§ Given passage:
....................
# 2 Omega's



## jchalmers (Jul 8, 2009)

I have an Omega sensor quartz( stainless steel) and an Omega Seamaster Chronometer f300z that my late father owned. I ahve just had batteries put into them and both work, could someone please tell me how much each of them are worth, both 1980ish.


----------



## KEITHT (Dec 2, 2007)

jchalmers said:


> I have an Omega sensor quartz( stainless steel) and an Omega Seamaster Chronometer f300z that my late father owned. I ahve just had batteries put into them and both work, could someone please tell me how much each of them are worth, both 1980ish.


How long is a piece of string..???.. Depends on model, case material, condition...oh and yes the market.

Put up some pics and i am sure we can give you a rough idea....failing that, and in the spirit of a freemarket economy, i would like to offer 3 potatoes, i banana and a Kiwi fruit ( has one small bite mark )
....................
§ Dataset excerpt:
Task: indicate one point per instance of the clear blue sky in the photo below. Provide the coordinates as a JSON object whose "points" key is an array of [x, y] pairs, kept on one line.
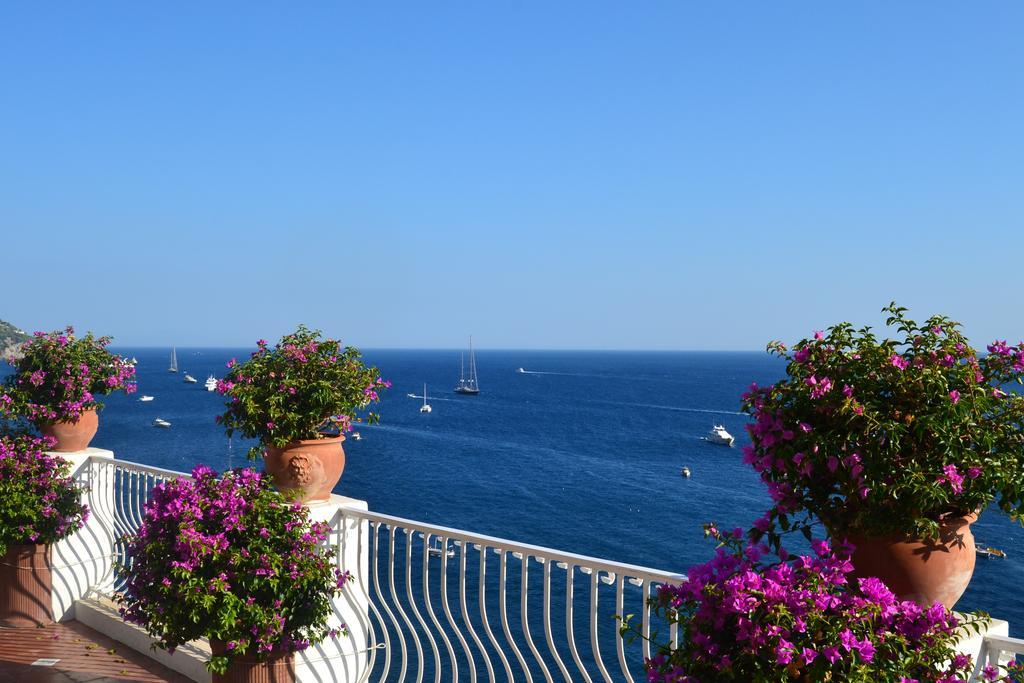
{"points": [[674, 175]]}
....................
§ What you will do:
[A] How would you put this sentence from the Omega watch thread into Spanish: "I have an Omega sensor quartz( stainless steel) and an Omega Seamaster Chronometer f300z that my late father owned."
[B] Can you print the stretch of the Omega watch thread from "Put up some" through "bite mark )"?
[C] Could you carry the Omega watch thread forward from the point where it stops?
The material placed after the Omega watch thread is separate from it.

§ Results of the exercise:
[A] Tengo un Omega Sensor Quartz (de acero inoxidable) y un Omega Seamaster Chronometer f300z que eran de mi difunto padre.

[B]
Put up some pics and i am sure we can give you a rough idea....failing that, and in the spirit of a freemarket economy, i would like to offer 3 potatoes, i banana and a Kiwi fruit ( has one small bite mark )

[C]
----------



## Bootsy (Jun 2, 2009)

KEITHT said:


> Kiwi fruit ( has one small bite mark )


Are you open to trades on that? :tongue2:

As Keithh says - many factors will effect their worth. Let's see some pics!


----------



## pg tips (May 16, 2003)

what is an "i banana"? is it a new venture for apple?

check out ebay to get a rough idea of what similar watches are making


----------



## KEITHT (Dec 2, 2007)

pg tips said:


> what is an "i banana"? is it a new venture for apple?


No, its a rival firm....not had as much success as Apple.....but trying hard to straighten things out.....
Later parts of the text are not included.